_GIVEN PASSAGE:_
16th Naval Chief of Pakistan

Zafar Mahmood Abbasi NI(M) HI(M) SI(M) BJSN is a retired four-star admiral of the Pakistan Navy who served as the 21st Chief of the Naval Staff (CNS) of Pakistan Navy from 7 October 2017 until 7 October 2020.

==Career==
Abbasi joined the Pakistan Navy in 1979 after graduating from Cadet College Hasanabdal. He was educated at the Pakistan Naval Academy and did his initial training at the Britannia Royal Naval College in Dartmouth in the United Kingdom. He was commissioned in the Navy as a Lieutenant in 1981 upon graduating from the Naval Academy and was conferred with the Sword of Honour. He served as an executive officer in a Tariq-class destroyer.

Later he joined the Submarine Branch, and specialised in underwater warfare in Pakistan as well as qualified for the surface warfare from the United States.

_SOURCE INFORMATION:_

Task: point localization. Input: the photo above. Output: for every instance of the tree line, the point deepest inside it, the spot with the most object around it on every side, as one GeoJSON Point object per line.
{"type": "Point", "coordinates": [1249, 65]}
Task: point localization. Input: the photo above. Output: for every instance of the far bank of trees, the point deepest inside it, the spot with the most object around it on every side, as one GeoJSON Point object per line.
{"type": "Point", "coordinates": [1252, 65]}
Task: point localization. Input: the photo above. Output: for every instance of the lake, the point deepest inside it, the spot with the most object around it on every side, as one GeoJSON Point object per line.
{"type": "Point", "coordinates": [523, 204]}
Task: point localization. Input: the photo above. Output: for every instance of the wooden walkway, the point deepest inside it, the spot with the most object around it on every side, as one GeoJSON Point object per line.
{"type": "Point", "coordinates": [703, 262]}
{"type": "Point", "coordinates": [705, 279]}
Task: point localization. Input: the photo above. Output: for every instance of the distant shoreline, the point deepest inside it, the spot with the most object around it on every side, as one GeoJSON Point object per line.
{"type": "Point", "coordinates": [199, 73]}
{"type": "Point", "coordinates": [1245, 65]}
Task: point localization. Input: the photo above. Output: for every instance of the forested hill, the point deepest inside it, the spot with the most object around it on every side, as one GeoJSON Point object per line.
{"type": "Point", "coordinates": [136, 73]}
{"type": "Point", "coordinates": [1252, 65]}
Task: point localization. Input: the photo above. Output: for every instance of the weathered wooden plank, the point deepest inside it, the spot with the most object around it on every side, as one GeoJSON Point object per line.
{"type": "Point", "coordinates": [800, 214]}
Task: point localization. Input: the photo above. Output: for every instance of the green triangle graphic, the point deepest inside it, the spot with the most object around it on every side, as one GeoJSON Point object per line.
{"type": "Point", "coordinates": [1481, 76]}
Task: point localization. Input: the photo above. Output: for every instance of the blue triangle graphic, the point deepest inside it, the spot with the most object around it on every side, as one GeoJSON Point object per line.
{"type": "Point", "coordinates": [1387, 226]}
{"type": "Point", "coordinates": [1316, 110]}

_WORK REQUEST 1:_ According to the passage on Zafar Mahmood Abbasi, where did he do his initial training?
_WORK REQUEST 2:_ Continue the passage on Zafar Mahmood Abbasi from its final sentence.

_ANSWER SPACE 1:_ At the Britannia Royal Naval College in Dartmouth in the United Kingdom.

_ANSWER SPACE 2:_
He is a graduate of the Royal Australian Naval College, attending it in 1989, and attained a B.S., and a MSc from the National Defence University.

His command assignment included his role as commandant of the Naval Academy, as well as Director-General of the Pakistan Maritime Security Agency, which he commanded from 2010 until 2011. From 2001 to 2003, he was the commanding officer of the PNS Khaiber. From 2005 until 2007, he commanded the 21st Mine Squadron and 25th Destroyer Squadron. In 2008, he was promoted to one-star rank, Commodore, and was the Assistant Chief of the Naval Staff (Operations) and later, the Assistant Chief of the Naval Staff (Plans), until he was promoted to two-star rank in 2010.

Rear-Admiral Abbasi took over the command of the Combined Task Force 150 which he led from April 2010 until October 2010. In 2013, Rear-Admiral Abbasi took over the command as Commander Logistics (COMLOG) but this was a short-lived appointment.

In 2013, Rear-Admiral Abbasi was appointed as the Commander of the Karachi Coast (COMCOAST), becoming Flag officer commanding (FOC) of the Pakistan Marines.

In 2014, Rear-Admiral Abbasi was appointed as fleet commander of the Pakistan Navy as Commander, Pakistan Fleet (COMPAK) with three-star rank promotion.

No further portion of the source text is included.